**EXERCISE DESCRIPTION**
An exact copy of the listing is what the response must contain.

**TASK INPUTS**
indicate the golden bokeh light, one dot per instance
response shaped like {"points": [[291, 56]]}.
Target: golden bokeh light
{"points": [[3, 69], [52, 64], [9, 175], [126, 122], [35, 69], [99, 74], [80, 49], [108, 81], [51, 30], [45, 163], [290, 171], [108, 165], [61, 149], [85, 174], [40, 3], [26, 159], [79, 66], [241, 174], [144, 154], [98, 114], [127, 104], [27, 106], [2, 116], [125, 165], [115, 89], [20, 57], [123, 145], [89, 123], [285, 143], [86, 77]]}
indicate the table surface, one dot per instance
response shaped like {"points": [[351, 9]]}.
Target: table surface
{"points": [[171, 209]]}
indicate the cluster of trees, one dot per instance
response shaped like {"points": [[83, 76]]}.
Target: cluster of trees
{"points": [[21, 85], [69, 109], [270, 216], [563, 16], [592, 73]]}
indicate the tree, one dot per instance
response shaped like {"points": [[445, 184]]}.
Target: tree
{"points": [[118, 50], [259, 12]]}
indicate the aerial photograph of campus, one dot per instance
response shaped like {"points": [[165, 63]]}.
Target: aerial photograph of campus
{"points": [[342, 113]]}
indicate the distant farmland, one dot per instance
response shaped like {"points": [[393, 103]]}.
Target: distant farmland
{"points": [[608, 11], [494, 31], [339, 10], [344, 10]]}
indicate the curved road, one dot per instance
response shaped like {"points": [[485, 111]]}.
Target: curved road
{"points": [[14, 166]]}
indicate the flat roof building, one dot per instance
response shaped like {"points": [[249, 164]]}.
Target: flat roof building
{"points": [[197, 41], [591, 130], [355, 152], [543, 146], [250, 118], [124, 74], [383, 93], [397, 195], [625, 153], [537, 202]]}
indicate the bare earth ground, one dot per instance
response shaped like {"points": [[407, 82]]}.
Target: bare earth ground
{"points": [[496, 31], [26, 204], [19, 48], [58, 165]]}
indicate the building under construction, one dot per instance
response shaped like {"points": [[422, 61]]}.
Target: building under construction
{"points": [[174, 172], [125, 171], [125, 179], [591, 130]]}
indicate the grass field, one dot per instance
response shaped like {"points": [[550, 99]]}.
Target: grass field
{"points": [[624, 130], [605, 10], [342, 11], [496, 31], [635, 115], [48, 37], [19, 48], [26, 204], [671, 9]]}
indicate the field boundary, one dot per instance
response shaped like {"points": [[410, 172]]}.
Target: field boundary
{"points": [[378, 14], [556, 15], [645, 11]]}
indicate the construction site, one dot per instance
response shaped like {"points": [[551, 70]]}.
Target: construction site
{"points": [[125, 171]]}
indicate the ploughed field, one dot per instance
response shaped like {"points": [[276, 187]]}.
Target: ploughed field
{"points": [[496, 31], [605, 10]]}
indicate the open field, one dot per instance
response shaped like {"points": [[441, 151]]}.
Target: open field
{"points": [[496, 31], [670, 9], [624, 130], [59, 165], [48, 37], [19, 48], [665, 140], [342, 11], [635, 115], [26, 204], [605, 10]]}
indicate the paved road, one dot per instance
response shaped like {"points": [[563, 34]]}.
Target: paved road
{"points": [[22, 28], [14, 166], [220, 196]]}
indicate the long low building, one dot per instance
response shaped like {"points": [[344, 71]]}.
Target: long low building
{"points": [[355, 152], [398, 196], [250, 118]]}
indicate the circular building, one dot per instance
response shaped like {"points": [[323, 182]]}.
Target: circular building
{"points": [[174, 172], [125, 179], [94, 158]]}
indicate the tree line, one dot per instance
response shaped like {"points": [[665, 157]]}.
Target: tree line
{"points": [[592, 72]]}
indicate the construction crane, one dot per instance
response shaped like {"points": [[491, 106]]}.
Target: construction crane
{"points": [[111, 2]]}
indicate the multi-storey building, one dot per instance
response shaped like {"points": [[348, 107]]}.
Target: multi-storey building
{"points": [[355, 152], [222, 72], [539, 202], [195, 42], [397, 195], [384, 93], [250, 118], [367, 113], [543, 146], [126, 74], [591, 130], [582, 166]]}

**SOLUTION**
indicate the golden bokeh light, one dot per instance
response shaped like {"points": [[291, 56]]}.
Target: golden bokeh light
{"points": [[3, 69], [52, 64], [9, 175], [126, 122], [35, 69], [99, 74], [80, 49], [108, 81], [51, 30], [45, 163], [290, 171], [108, 165], [61, 149], [85, 174], [40, 3], [26, 159], [79, 66], [241, 174], [144, 154], [98, 114], [127, 104], [27, 106], [2, 116], [125, 165], [115, 89], [20, 57], [123, 145], [89, 123], [285, 143], [86, 77]]}
indicate the table surface, one dot per instance
response shaped like {"points": [[351, 9]]}.
Target: table surface
{"points": [[171, 209]]}
indicate the cluster of trees, one dot per instance
response shaped like {"points": [[83, 76]]}.
Target: cluster of trees
{"points": [[21, 85], [69, 109], [270, 216], [563, 16], [592, 73]]}
indicate the tree, one dot per instance
response shaped like {"points": [[445, 184]]}.
Target: tree
{"points": [[118, 50], [259, 12]]}
indicate the aerial photograph of campus, one dot per instance
response shaped like {"points": [[165, 63]]}.
Target: aerial photograph of campus
{"points": [[342, 113]]}
indicate the distant farmland, one dot per instance
response shaped like {"points": [[393, 103]]}.
Target: distant farmland
{"points": [[608, 11], [494, 31], [339, 10], [344, 10]]}
indicate the curved road, one dot per instance
response shaped like {"points": [[485, 111]]}.
Target: curved road
{"points": [[14, 166]]}
indicate the flat roof building, one dot per instance
response shaped like {"points": [[249, 164]]}.
Target: flat roof building
{"points": [[197, 41], [591, 130], [355, 152], [543, 146], [250, 118], [124, 74], [383, 93], [397, 195], [625, 153], [537, 202]]}
indicate the bare earth ground, one dot per instance
response shaped like {"points": [[407, 82]]}.
Target: bare earth ground
{"points": [[496, 31], [26, 204], [19, 48], [58, 165]]}
indicate the building under construction, one dot per instance
response shaped like {"points": [[422, 61]]}.
Target: building under construction
{"points": [[174, 172], [125, 171], [125, 179], [591, 130]]}
indicate the grass field, one dot per instance
response shaped like {"points": [[550, 99]]}.
Target: grass field
{"points": [[624, 130], [605, 10], [342, 11], [496, 31], [635, 115], [48, 37], [19, 48], [26, 204], [671, 9]]}
indicate the field boundary, one dot per instance
response shaped like {"points": [[410, 172]]}.
Target: field boundary
{"points": [[378, 14], [556, 15], [645, 11]]}
indicate the construction site, one dot per instance
response shaped like {"points": [[551, 70]]}.
Target: construction site
{"points": [[125, 171]]}
indicate the ploughed field, one dot per instance
response shaped like {"points": [[276, 187]]}.
Target: ploughed field
{"points": [[496, 31], [605, 10]]}
indicate the open field, one dot per instance
response shaped like {"points": [[441, 151]]}.
Target: open field
{"points": [[496, 31], [670, 9], [624, 130], [59, 165], [48, 37], [19, 48], [665, 140], [342, 11], [635, 115], [26, 204], [605, 10]]}
indicate the paved road, one dot per instance
response shaped like {"points": [[563, 34]]}.
Target: paved road
{"points": [[22, 28], [14, 166], [220, 196]]}
indicate the long low building, one dot per instance
response shaped like {"points": [[344, 71]]}.
Target: long low building
{"points": [[355, 152], [398, 196], [250, 118]]}
indicate the circular building, one dot per instance
response shaped like {"points": [[323, 182]]}.
Target: circular building
{"points": [[174, 172], [125, 179], [94, 158]]}
indicate the tree line, one dot per instance
response shaped like {"points": [[665, 157]]}.
Target: tree line
{"points": [[592, 72]]}
indicate the construction crane, one dot per instance
response shaped like {"points": [[491, 106]]}.
Target: construction crane
{"points": [[111, 2]]}
indicate the multi-storey building, one dot per instance
response shaped like {"points": [[348, 107]]}.
Target: multi-storey building
{"points": [[355, 152], [222, 72], [539, 202], [195, 42], [397, 195], [384, 93], [250, 118], [367, 113], [543, 146], [126, 74], [591, 130], [582, 166]]}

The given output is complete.